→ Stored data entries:
####

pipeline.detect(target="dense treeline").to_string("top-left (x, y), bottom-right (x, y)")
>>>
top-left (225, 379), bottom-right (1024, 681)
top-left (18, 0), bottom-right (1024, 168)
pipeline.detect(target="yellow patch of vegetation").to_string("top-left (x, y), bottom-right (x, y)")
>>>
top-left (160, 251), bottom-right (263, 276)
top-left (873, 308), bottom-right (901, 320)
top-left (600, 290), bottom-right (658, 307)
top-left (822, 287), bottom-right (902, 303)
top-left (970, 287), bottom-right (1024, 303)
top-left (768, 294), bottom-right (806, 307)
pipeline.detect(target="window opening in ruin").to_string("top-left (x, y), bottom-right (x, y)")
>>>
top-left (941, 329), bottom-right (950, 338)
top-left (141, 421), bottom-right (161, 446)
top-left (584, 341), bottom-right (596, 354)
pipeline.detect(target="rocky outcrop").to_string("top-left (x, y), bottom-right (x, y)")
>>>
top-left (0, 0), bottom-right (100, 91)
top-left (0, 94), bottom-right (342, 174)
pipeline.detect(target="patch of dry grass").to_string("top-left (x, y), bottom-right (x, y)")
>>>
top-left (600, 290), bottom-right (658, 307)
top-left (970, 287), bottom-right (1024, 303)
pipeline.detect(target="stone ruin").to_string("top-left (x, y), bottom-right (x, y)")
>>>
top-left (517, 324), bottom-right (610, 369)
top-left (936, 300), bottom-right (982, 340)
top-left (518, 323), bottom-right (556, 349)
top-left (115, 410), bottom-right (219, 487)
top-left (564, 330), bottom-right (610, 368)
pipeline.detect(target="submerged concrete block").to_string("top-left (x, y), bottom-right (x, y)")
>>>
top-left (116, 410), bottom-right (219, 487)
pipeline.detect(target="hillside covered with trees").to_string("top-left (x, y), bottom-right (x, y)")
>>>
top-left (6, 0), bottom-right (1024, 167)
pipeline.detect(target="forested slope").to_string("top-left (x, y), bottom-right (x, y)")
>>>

####

→ Directions for this task: "patch" is the word to look for; copy every line of the data that has it.

→ Problem solution:
pipeline.detect(target="yellow patch of vegetation").to_string("top-left (x, y), bottom-right (x, y)")
pipeline.detect(target="patch of dry grass").to_string("top-left (x, y), bottom-right (x, y)")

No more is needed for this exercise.